### [Page text]
▬▬▬

Anantram Jaiswal  (1 April 1924 - 7 January 2015) was a Freedom fighter and Indian politician  was also s Member of Parliament of India. He was a member of the 6th Lok Sabha and was also a member of the Uttar Pradesh Legislative Assembly. Jaiswal represented the Faizabad constituency of Uttar Pradesh now known as  Ayodhya, he was also a member of the Member of Parliament, Rajya Sabha ,was also the opposition leader of Janata Party.

Early life and education
Anantram Jaiswal was born in village Chandwara, Barabanki in the state of Uttar Pradesh. He attended the Government Inter College in the city of Faizabad and subsequently attained BA & LL.B degrees Jaiswal worked as an advocate prior to joining politics.

Political career
Anantram Jaiswal entered active politics in the 1950s. Although he was a member of the Janata Party, he was previously associated with three other political parties; viz Socialist Party, Samyukta Socialist Party and Bharatiya Lok Dal. Whilst with Samyukta Socialist Party, he became a member Uttar Pradesh Legislative Assembly for two terms and was also Leader of Samyukta Socialist Party in the Assembly from 1969 to 1974. Jaiswal joined the Janata Party in the mid 1970s. Jaiswal was a  senior leader of Janata Party and also was a Uttar Pradesh State President of Janata Party. He was also a Samajwadi Party Ideologist along with Ram Manohar Lohia ,Chandra Shekhar,

Jaiswal held several key posts and was also a Minister & State President in the Government of Uttar Pradesh, He had represented many leaders like Mulayam Singh Yadav.

▬▬▬

### [Supplied information]
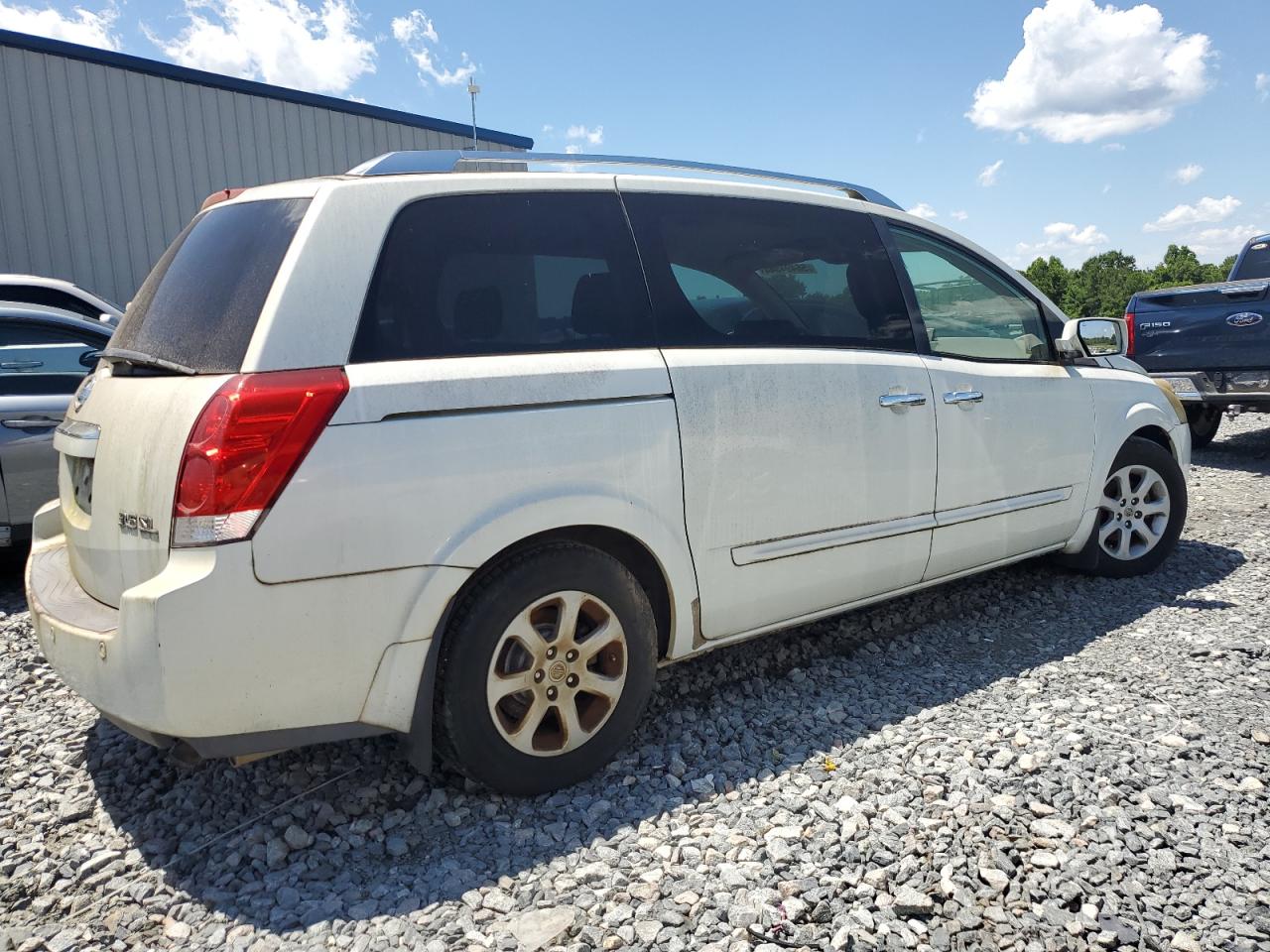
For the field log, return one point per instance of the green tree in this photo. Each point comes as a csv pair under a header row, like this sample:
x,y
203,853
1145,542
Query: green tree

▬▬▬

### [Required work]
1/ Set down the passage from the Anantram Jaiswal biography above word for word. Begin at the words "Early life and" and stop after "to joining politics.".
2/ According to the Anantram Jaiswal biography, in which years was he Leader of the Samyukta Socialist Party in the Uttar Pradesh Legislative Assembly?

### [Responses]
1/
Early life and education
Anantram Jaiswal was born in village Chandwara, Barabanki in the state of Uttar Pradesh. He attended the Government Inter College in the city of Faizabad and subsequently attained BA & LL.B degrees Jaiswal worked as an advocate prior to joining politics.

2/ From 1969 to 1974.